- **Records shown**:
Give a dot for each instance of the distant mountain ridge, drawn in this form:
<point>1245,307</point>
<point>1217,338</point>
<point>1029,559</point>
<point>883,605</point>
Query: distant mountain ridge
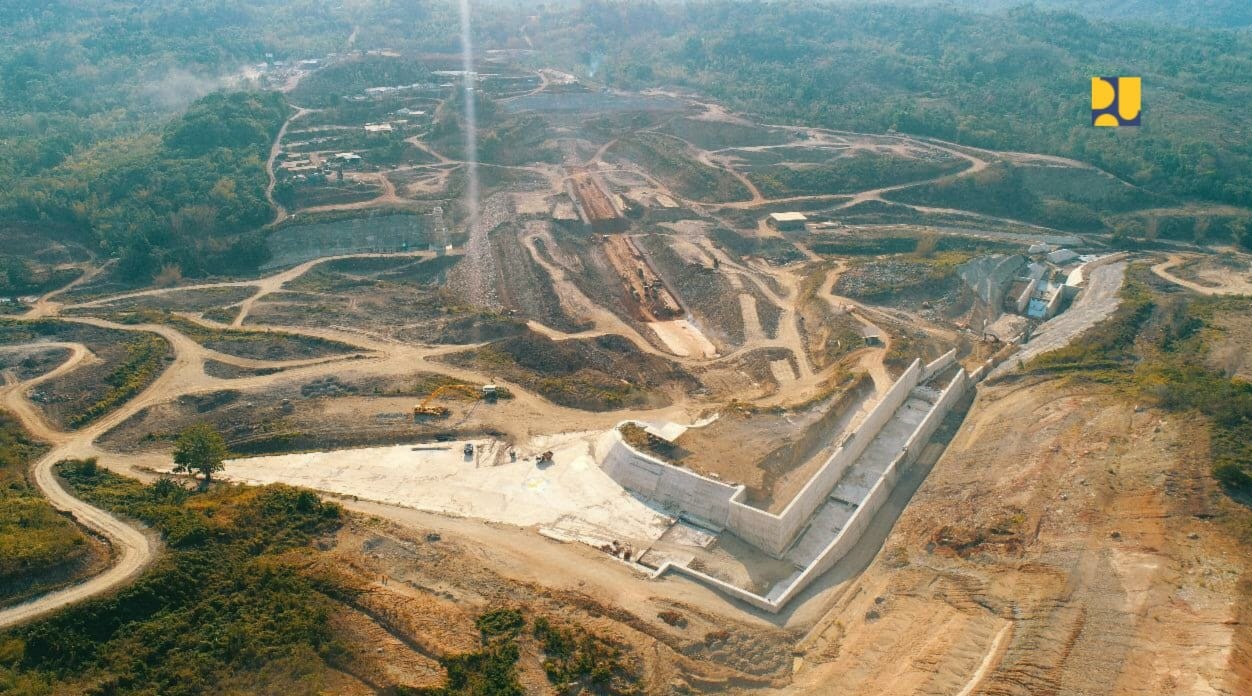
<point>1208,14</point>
---
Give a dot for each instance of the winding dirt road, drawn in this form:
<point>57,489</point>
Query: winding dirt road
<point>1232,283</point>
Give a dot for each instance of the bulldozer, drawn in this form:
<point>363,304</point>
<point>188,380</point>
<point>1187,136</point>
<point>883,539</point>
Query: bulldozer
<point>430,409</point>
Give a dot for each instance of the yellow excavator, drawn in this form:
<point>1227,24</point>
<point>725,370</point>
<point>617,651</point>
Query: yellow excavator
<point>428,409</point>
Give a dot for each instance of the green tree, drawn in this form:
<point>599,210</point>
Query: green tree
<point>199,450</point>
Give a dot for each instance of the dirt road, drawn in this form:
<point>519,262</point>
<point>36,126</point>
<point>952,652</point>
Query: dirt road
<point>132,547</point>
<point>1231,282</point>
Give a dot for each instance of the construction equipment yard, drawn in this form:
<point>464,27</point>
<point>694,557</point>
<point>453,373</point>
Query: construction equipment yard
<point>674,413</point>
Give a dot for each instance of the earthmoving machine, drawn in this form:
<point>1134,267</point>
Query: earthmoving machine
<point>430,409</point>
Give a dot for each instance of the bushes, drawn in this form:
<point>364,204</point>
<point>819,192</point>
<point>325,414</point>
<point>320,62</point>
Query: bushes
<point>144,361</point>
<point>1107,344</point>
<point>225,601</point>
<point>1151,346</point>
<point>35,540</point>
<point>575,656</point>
---
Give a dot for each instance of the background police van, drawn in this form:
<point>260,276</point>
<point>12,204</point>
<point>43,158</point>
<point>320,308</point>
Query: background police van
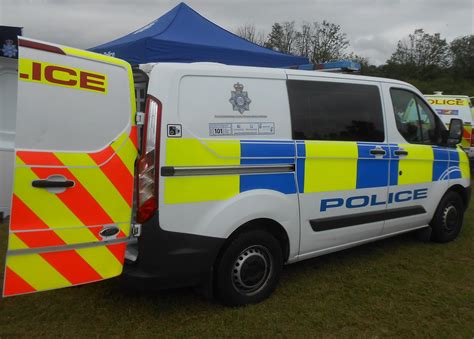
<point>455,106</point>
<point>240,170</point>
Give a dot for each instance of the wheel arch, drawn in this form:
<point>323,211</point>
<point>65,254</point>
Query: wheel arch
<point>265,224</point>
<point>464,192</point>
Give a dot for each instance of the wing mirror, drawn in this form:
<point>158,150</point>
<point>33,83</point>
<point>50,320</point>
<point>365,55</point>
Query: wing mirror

- **What you will do**:
Count each line of the material that includes "mirror", and reply with only the count.

- **Answer to the exercise**:
2